> **Aim**: Copy each of the entries below word for word.

> **Task material**:
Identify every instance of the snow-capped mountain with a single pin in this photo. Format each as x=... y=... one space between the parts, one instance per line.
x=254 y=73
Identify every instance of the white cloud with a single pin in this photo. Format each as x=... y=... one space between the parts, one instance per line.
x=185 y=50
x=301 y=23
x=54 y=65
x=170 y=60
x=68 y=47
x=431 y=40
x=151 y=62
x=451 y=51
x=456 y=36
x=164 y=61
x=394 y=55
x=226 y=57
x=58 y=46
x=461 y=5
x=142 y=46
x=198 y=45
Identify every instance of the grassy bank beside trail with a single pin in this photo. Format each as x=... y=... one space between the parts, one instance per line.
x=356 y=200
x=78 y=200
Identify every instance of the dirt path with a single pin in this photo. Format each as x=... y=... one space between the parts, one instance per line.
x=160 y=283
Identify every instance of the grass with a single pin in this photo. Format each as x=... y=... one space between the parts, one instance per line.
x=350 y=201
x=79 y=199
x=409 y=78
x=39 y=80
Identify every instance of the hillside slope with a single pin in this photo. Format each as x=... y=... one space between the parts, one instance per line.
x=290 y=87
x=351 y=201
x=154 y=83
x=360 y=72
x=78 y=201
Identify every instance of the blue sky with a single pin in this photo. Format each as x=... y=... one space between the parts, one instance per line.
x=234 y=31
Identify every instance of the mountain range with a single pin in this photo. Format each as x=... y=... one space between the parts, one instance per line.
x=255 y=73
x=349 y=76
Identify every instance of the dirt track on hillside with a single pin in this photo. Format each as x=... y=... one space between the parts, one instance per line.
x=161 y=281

> **Task answer**:
Identify every instance of the snow-capped mountain with a single pin in this photo. Format each as x=... y=... one space between the parts, one instance per line.
x=254 y=73
Identify every instance of the white cloud with a single pin in this photo. Format each as x=... y=... one space between the parts, one instance per line.
x=185 y=50
x=301 y=23
x=54 y=65
x=170 y=60
x=68 y=47
x=431 y=40
x=151 y=62
x=451 y=51
x=456 y=36
x=164 y=61
x=394 y=55
x=226 y=57
x=58 y=46
x=461 y=5
x=142 y=46
x=198 y=45
Identify every instance of the grassy bank beside trail with a single pin in this photo. Format each as x=... y=... one space between the parts, one instance per line.
x=356 y=200
x=78 y=200
Identify every instance of the dirt path with a single pin in this photo. Format each as x=... y=... one space between the parts, one instance per line.
x=160 y=283
Identify every instance of the grass with a single pin in this photo. Format each as x=... y=... one space between the parts, one instance per line.
x=350 y=201
x=79 y=199
x=409 y=78
x=39 y=80
Identify every instance of the hillside slope with a single pin in this photo. Format each as x=... y=... one space between the parts, one instance per line.
x=290 y=87
x=351 y=201
x=154 y=83
x=360 y=72
x=78 y=201
Identify every instance of the blue sky with a single pin in this photo. Format each as x=... y=... one space between the parts, one instance per line.
x=234 y=31
Identify every instance of the mountain range with a single pin in this photo. Format each as x=... y=... one space between the parts, one instance per line.
x=255 y=73
x=349 y=76
Identify every instance of the dirt track on hillside with a single pin in this photo. Format each as x=... y=... one space between the parts, one instance per line.
x=161 y=281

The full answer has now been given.